# Exercise directions
The word "bathroom" may appear in the records below. Report how many lines contain it, and write nothing besides the number.

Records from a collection
_ _ _
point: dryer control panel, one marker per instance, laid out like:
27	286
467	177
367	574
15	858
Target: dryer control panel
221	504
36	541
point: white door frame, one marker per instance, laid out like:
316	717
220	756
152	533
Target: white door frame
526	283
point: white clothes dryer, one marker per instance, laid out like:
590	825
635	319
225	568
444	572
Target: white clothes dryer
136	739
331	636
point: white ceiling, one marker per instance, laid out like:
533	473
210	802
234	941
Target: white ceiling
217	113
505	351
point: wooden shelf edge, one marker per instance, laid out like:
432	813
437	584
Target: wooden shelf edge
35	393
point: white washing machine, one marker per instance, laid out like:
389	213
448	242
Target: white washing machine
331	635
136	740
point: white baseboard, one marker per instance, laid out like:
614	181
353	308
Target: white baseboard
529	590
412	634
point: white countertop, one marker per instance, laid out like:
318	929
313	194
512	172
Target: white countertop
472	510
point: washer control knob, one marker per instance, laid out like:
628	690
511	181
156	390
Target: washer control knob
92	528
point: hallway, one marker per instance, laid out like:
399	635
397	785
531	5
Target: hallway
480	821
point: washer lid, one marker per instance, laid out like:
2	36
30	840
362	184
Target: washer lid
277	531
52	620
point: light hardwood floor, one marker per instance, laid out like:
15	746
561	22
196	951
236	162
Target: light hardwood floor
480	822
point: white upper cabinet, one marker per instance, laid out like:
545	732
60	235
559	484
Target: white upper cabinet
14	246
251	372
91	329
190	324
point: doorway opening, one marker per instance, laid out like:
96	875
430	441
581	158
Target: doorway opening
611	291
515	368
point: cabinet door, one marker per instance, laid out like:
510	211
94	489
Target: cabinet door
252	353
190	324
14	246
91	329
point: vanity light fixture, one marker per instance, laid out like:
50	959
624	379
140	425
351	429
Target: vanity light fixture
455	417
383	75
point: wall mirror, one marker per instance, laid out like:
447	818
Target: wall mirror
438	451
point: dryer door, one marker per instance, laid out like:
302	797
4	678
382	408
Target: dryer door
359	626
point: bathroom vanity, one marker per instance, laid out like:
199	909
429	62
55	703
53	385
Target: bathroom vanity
_ _ _
# Solution to this exercise
2